[Recorded data]
┌──
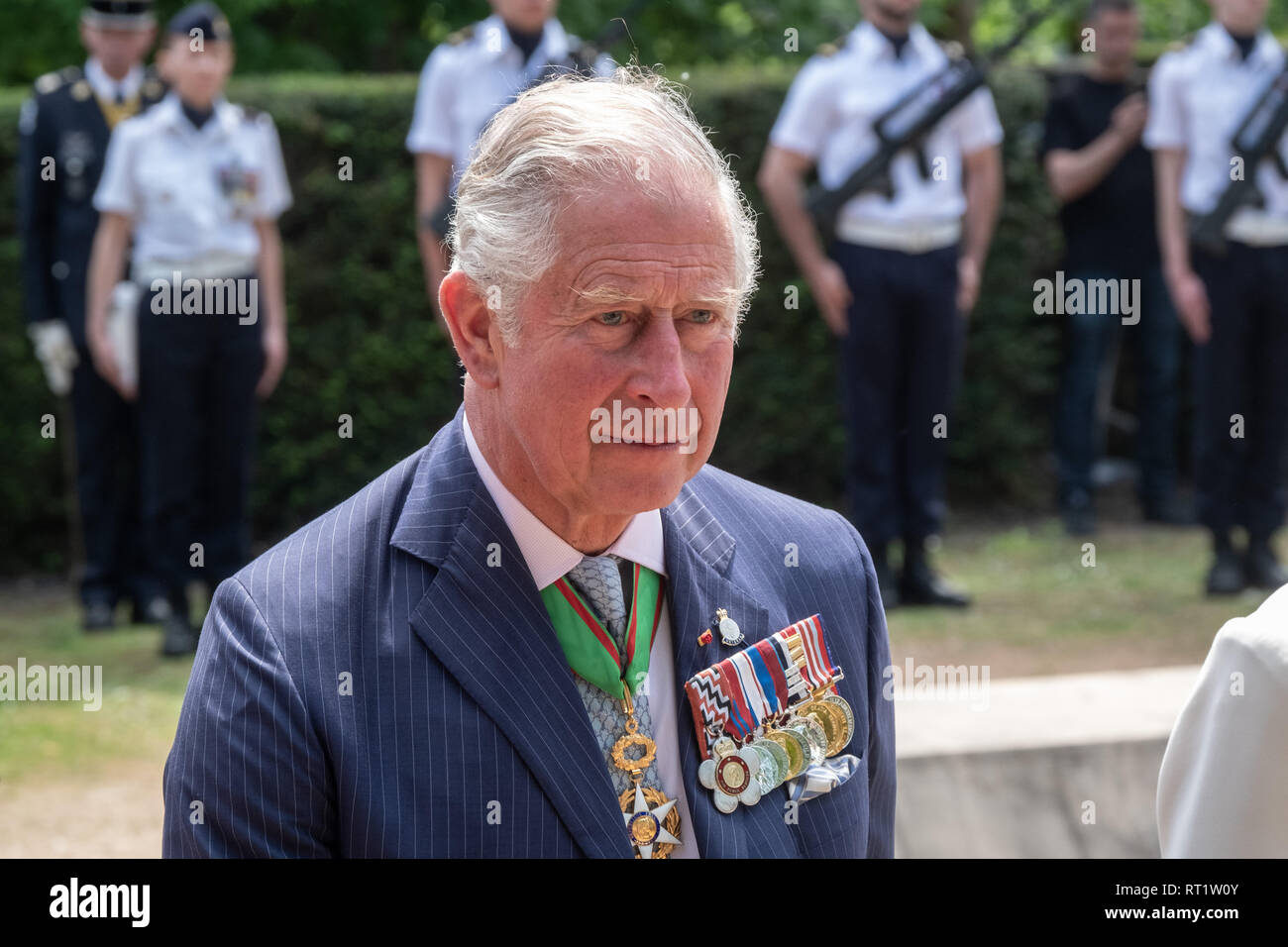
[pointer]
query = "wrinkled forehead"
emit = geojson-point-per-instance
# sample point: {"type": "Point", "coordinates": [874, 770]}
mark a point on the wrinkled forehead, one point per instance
{"type": "Point", "coordinates": [658, 236]}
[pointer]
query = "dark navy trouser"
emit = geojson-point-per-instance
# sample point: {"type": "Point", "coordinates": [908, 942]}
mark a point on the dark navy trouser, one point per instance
{"type": "Point", "coordinates": [1241, 369]}
{"type": "Point", "coordinates": [900, 368]}
{"type": "Point", "coordinates": [1157, 342]}
{"type": "Point", "coordinates": [107, 489]}
{"type": "Point", "coordinates": [197, 376]}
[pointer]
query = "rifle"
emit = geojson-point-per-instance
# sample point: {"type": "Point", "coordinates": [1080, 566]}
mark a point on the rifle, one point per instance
{"type": "Point", "coordinates": [581, 60]}
{"type": "Point", "coordinates": [1256, 141]}
{"type": "Point", "coordinates": [907, 124]}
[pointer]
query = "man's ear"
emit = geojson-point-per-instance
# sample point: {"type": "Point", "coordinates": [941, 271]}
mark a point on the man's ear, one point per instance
{"type": "Point", "coordinates": [472, 326]}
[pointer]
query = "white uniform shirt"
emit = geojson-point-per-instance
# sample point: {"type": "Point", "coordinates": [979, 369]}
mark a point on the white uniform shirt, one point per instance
{"type": "Point", "coordinates": [194, 193]}
{"type": "Point", "coordinates": [1223, 789]}
{"type": "Point", "coordinates": [833, 102]}
{"type": "Point", "coordinates": [1198, 97]}
{"type": "Point", "coordinates": [549, 558]}
{"type": "Point", "coordinates": [465, 84]}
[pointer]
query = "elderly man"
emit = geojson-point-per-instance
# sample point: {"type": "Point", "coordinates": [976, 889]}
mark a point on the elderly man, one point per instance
{"type": "Point", "coordinates": [434, 668]}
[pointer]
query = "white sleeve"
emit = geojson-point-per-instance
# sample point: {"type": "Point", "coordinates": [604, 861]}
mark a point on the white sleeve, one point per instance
{"type": "Point", "coordinates": [432, 120]}
{"type": "Point", "coordinates": [978, 124]}
{"type": "Point", "coordinates": [1166, 124]}
{"type": "Point", "coordinates": [116, 189]}
{"type": "Point", "coordinates": [807, 115]}
{"type": "Point", "coordinates": [1222, 785]}
{"type": "Point", "coordinates": [274, 189]}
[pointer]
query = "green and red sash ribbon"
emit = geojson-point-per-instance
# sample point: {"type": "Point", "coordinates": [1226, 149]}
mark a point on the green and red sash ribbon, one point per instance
{"type": "Point", "coordinates": [590, 648]}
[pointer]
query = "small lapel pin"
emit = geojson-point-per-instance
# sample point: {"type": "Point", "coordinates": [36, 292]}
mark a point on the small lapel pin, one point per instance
{"type": "Point", "coordinates": [729, 631]}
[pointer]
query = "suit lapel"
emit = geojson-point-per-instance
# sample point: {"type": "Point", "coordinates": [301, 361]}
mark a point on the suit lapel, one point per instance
{"type": "Point", "coordinates": [698, 554]}
{"type": "Point", "coordinates": [487, 625]}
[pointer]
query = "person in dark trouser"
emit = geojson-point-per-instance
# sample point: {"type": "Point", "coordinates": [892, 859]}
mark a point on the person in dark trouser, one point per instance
{"type": "Point", "coordinates": [1234, 302]}
{"type": "Point", "coordinates": [200, 183]}
{"type": "Point", "coordinates": [1104, 180]}
{"type": "Point", "coordinates": [64, 129]}
{"type": "Point", "coordinates": [897, 283]}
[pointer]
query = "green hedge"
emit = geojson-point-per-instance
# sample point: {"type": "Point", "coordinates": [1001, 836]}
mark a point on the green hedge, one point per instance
{"type": "Point", "coordinates": [364, 344]}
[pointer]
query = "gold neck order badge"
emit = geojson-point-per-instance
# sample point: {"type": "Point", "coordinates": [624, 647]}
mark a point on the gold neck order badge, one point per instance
{"type": "Point", "coordinates": [652, 822]}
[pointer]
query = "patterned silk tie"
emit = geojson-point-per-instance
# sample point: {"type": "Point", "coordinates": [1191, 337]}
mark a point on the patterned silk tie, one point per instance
{"type": "Point", "coordinates": [597, 579]}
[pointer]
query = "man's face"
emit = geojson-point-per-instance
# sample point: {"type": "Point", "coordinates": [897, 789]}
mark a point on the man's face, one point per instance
{"type": "Point", "coordinates": [1240, 16]}
{"type": "Point", "coordinates": [1117, 35]}
{"type": "Point", "coordinates": [890, 14]}
{"type": "Point", "coordinates": [197, 75]}
{"type": "Point", "coordinates": [657, 334]}
{"type": "Point", "coordinates": [119, 51]}
{"type": "Point", "coordinates": [528, 16]}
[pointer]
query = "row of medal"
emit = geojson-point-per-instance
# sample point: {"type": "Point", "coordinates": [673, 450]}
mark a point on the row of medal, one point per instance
{"type": "Point", "coordinates": [768, 714]}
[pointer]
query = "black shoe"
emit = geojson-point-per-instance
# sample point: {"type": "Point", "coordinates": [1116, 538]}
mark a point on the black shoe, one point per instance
{"type": "Point", "coordinates": [178, 637]}
{"type": "Point", "coordinates": [921, 585]}
{"type": "Point", "coordinates": [1227, 577]}
{"type": "Point", "coordinates": [154, 611]}
{"type": "Point", "coordinates": [885, 579]}
{"type": "Point", "coordinates": [1078, 514]}
{"type": "Point", "coordinates": [1262, 567]}
{"type": "Point", "coordinates": [1168, 512]}
{"type": "Point", "coordinates": [98, 616]}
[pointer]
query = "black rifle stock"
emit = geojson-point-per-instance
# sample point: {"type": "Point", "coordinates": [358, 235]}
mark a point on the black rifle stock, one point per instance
{"type": "Point", "coordinates": [1256, 141]}
{"type": "Point", "coordinates": [906, 124]}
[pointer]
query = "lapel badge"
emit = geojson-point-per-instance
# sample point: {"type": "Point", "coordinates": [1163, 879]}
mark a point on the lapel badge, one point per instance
{"type": "Point", "coordinates": [729, 631]}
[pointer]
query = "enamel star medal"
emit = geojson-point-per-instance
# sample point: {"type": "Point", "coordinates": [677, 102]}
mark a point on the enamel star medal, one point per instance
{"type": "Point", "coordinates": [652, 822]}
{"type": "Point", "coordinates": [729, 631]}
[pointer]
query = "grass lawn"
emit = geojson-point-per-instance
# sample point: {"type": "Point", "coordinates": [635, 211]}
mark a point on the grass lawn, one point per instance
{"type": "Point", "coordinates": [1038, 611]}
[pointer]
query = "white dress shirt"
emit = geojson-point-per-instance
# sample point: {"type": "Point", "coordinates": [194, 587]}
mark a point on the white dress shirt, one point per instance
{"type": "Point", "coordinates": [463, 85]}
{"type": "Point", "coordinates": [1223, 789]}
{"type": "Point", "coordinates": [1198, 97]}
{"type": "Point", "coordinates": [194, 193]}
{"type": "Point", "coordinates": [549, 558]}
{"type": "Point", "coordinates": [835, 99]}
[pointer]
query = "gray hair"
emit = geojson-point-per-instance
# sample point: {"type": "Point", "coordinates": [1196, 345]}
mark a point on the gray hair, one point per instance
{"type": "Point", "coordinates": [568, 138]}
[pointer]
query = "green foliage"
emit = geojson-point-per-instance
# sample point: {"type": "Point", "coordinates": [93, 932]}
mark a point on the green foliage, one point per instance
{"type": "Point", "coordinates": [395, 35]}
{"type": "Point", "coordinates": [364, 343]}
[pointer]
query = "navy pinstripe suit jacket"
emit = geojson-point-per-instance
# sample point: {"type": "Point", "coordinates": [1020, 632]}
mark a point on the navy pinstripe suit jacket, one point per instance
{"type": "Point", "coordinates": [373, 686]}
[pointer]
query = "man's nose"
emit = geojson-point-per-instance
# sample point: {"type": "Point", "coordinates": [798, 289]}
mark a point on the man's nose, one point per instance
{"type": "Point", "coordinates": [661, 375]}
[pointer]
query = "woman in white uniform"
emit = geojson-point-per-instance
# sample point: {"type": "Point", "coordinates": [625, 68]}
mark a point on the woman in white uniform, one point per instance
{"type": "Point", "coordinates": [198, 184]}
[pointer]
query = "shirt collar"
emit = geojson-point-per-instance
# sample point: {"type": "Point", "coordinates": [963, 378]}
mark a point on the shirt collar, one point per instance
{"type": "Point", "coordinates": [546, 554]}
{"type": "Point", "coordinates": [871, 44]}
{"type": "Point", "coordinates": [553, 47]}
{"type": "Point", "coordinates": [1219, 40]}
{"type": "Point", "coordinates": [106, 88]}
{"type": "Point", "coordinates": [168, 112]}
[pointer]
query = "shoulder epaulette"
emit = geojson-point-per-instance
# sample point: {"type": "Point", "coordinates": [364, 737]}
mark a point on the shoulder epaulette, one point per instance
{"type": "Point", "coordinates": [464, 35]}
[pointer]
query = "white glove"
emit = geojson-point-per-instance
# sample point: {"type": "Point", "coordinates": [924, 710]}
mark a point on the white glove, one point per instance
{"type": "Point", "coordinates": [56, 354]}
{"type": "Point", "coordinates": [123, 330]}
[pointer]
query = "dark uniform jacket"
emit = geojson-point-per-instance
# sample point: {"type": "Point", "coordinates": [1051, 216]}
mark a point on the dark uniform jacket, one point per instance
{"type": "Point", "coordinates": [63, 121]}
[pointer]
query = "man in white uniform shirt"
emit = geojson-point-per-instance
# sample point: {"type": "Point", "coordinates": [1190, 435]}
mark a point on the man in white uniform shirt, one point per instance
{"type": "Point", "coordinates": [1232, 302]}
{"type": "Point", "coordinates": [900, 278]}
{"type": "Point", "coordinates": [465, 81]}
{"type": "Point", "coordinates": [450, 664]}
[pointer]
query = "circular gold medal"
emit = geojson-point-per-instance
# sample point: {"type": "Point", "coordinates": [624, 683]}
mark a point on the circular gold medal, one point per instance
{"type": "Point", "coordinates": [794, 749]}
{"type": "Point", "coordinates": [833, 724]}
{"type": "Point", "coordinates": [812, 737]}
{"type": "Point", "coordinates": [844, 706]}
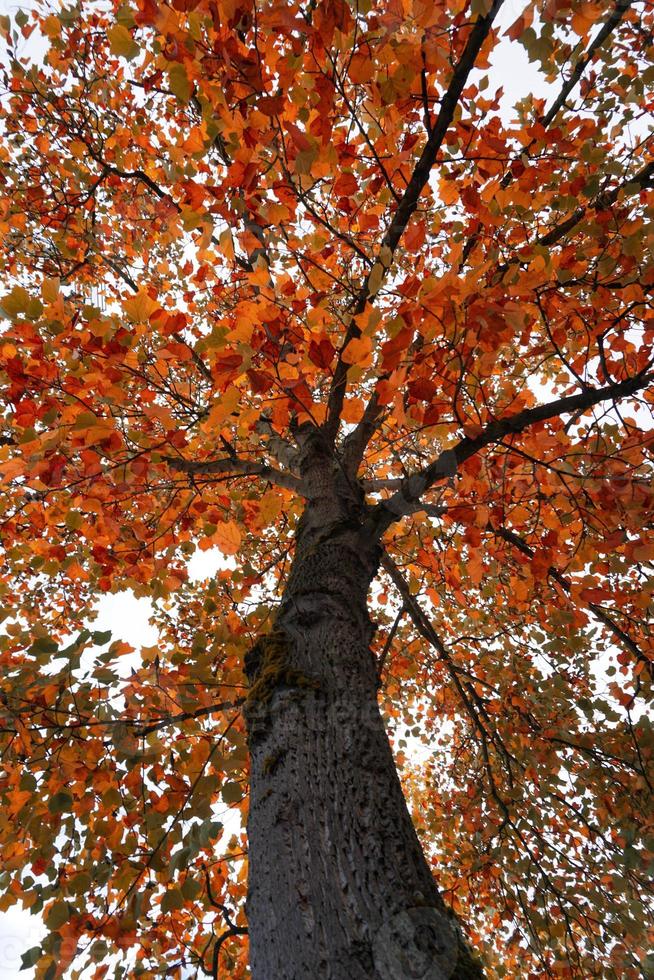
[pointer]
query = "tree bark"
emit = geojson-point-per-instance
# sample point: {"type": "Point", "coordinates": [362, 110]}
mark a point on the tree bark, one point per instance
{"type": "Point", "coordinates": [338, 885]}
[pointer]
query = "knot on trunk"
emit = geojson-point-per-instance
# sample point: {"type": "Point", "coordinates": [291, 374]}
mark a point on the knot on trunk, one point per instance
{"type": "Point", "coordinates": [268, 667]}
{"type": "Point", "coordinates": [421, 944]}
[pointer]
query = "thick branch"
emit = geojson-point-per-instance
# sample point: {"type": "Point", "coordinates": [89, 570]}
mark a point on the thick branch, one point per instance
{"type": "Point", "coordinates": [413, 487]}
{"type": "Point", "coordinates": [233, 465]}
{"type": "Point", "coordinates": [409, 201]}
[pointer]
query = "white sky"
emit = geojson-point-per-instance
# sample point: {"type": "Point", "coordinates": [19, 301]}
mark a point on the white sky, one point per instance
{"type": "Point", "coordinates": [126, 616]}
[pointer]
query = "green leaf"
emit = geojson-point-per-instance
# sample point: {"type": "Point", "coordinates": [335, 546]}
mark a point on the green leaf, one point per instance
{"type": "Point", "coordinates": [61, 802]}
{"type": "Point", "coordinates": [31, 957]}
{"type": "Point", "coordinates": [232, 793]}
{"type": "Point", "coordinates": [173, 899]}
{"type": "Point", "coordinates": [179, 83]}
{"type": "Point", "coordinates": [58, 914]}
{"type": "Point", "coordinates": [121, 42]}
{"type": "Point", "coordinates": [15, 303]}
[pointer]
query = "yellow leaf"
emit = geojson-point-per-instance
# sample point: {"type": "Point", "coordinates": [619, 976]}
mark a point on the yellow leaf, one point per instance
{"type": "Point", "coordinates": [50, 290]}
{"type": "Point", "coordinates": [121, 42]}
{"type": "Point", "coordinates": [358, 351]}
{"type": "Point", "coordinates": [228, 538]}
{"type": "Point", "coordinates": [140, 307]}
{"type": "Point", "coordinates": [179, 83]}
{"type": "Point", "coordinates": [375, 278]}
{"type": "Point", "coordinates": [226, 404]}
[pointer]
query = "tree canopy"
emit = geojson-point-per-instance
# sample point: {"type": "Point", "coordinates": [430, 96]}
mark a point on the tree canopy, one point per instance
{"type": "Point", "coordinates": [226, 224]}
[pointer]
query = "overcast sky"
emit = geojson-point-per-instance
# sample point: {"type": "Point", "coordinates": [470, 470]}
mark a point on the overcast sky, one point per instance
{"type": "Point", "coordinates": [126, 616]}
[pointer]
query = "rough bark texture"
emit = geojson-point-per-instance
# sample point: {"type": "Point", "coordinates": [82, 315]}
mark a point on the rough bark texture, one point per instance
{"type": "Point", "coordinates": [339, 887]}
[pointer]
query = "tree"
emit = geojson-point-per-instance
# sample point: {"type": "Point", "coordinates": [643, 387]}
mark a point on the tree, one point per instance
{"type": "Point", "coordinates": [283, 281]}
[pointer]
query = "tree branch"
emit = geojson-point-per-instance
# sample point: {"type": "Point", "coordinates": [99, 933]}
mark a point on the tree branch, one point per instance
{"type": "Point", "coordinates": [237, 467]}
{"type": "Point", "coordinates": [405, 499]}
{"type": "Point", "coordinates": [408, 204]}
{"type": "Point", "coordinates": [566, 585]}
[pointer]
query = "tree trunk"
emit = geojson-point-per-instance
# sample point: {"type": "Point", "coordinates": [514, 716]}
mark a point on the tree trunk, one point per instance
{"type": "Point", "coordinates": [338, 885]}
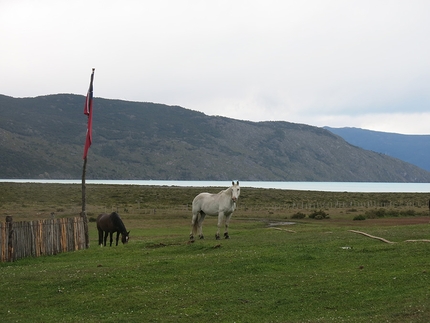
└──
# [WHAT YOU ARE ASKED TO DO]
Identify each line in the data above that contains the word "black", and copy those lines.

# [RESULT BELOW]
query = "black shoe"
mark a point on the black shoe, one point per instance
query = "black rifle stock"
mark a point on the black rifle stock, one point per instance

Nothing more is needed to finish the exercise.